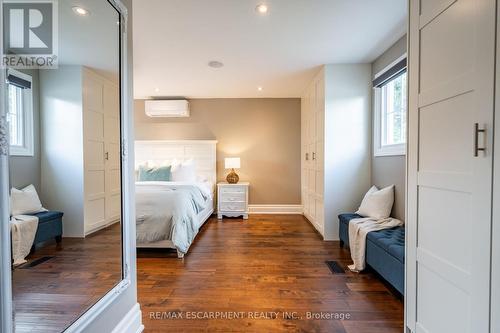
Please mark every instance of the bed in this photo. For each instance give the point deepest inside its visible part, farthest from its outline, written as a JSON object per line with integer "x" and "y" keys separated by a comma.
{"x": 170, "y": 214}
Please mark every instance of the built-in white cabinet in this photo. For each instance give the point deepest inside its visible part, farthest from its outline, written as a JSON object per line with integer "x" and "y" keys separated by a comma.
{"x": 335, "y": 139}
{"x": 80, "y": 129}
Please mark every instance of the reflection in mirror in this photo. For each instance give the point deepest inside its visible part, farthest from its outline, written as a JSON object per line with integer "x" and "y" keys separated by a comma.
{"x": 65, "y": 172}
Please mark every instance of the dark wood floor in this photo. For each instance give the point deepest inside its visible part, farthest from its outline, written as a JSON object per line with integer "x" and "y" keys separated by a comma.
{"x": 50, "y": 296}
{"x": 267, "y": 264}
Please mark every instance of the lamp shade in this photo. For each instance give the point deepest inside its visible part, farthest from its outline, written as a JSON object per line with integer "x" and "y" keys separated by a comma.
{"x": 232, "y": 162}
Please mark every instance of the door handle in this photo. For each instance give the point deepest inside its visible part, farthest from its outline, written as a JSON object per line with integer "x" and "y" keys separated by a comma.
########################################
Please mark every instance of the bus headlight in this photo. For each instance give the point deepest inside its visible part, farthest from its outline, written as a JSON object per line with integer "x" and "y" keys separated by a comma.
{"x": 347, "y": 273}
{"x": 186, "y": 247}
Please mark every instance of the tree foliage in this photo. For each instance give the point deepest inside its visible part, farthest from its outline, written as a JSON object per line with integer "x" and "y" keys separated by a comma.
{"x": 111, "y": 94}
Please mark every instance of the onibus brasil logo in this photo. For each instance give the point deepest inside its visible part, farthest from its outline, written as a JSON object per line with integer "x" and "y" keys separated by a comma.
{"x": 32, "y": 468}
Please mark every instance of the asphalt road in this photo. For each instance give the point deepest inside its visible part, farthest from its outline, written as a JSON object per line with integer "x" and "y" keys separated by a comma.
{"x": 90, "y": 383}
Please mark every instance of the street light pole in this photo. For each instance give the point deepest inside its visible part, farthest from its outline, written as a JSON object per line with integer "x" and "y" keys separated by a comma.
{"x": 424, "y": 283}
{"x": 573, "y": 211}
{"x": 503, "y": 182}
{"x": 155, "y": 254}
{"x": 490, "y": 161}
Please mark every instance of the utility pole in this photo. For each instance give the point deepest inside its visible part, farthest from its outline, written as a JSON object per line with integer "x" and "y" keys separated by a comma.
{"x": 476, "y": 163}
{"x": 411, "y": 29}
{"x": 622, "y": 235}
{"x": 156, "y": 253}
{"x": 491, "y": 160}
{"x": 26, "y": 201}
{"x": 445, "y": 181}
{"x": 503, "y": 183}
########################################
* **Problem statement**
Out of the data above, transcribe exactly and only the lines starting with the line that has "Please mark every instance of the built-in" and going on through the line that has "Please mark every instance of the door", both included.

* **Output of the task**
Please mark every instance of the built-in white cabinet in this photo. For each instance give the point deepest inside its visible part, farthest from its outline, written as a JSON object per line with integer "x" and "y" keys separated by a comma.
{"x": 335, "y": 139}
{"x": 80, "y": 129}
Please mark every instance of the reflection in mirror in this photo. For each instance give the point deepest inside its visible part, farthest from its outline, written as a JSON object per line with integer "x" and "y" keys separated by a comma.
{"x": 65, "y": 172}
Please mark every instance of the dark wood floor in this photo. For each instance give the point deepest inside its visible part, farthest from its outline, written as a JSON object per line with integer "x" and "y" keys separated by a comma.
{"x": 50, "y": 296}
{"x": 267, "y": 264}
Please mark every instance of the lamp shade in this photo. For each instance give the point deepest inside its visible part, farthest from its outline, written as a JSON object per line with integer "x" and "y" keys separated by a comma.
{"x": 232, "y": 162}
Please mark every instance of the door handle in this photo. For each instance give the point deepest inside its visible part, farthest from its outline, written as a JSON object per line with integer "x" and "y" keys separated by a comma.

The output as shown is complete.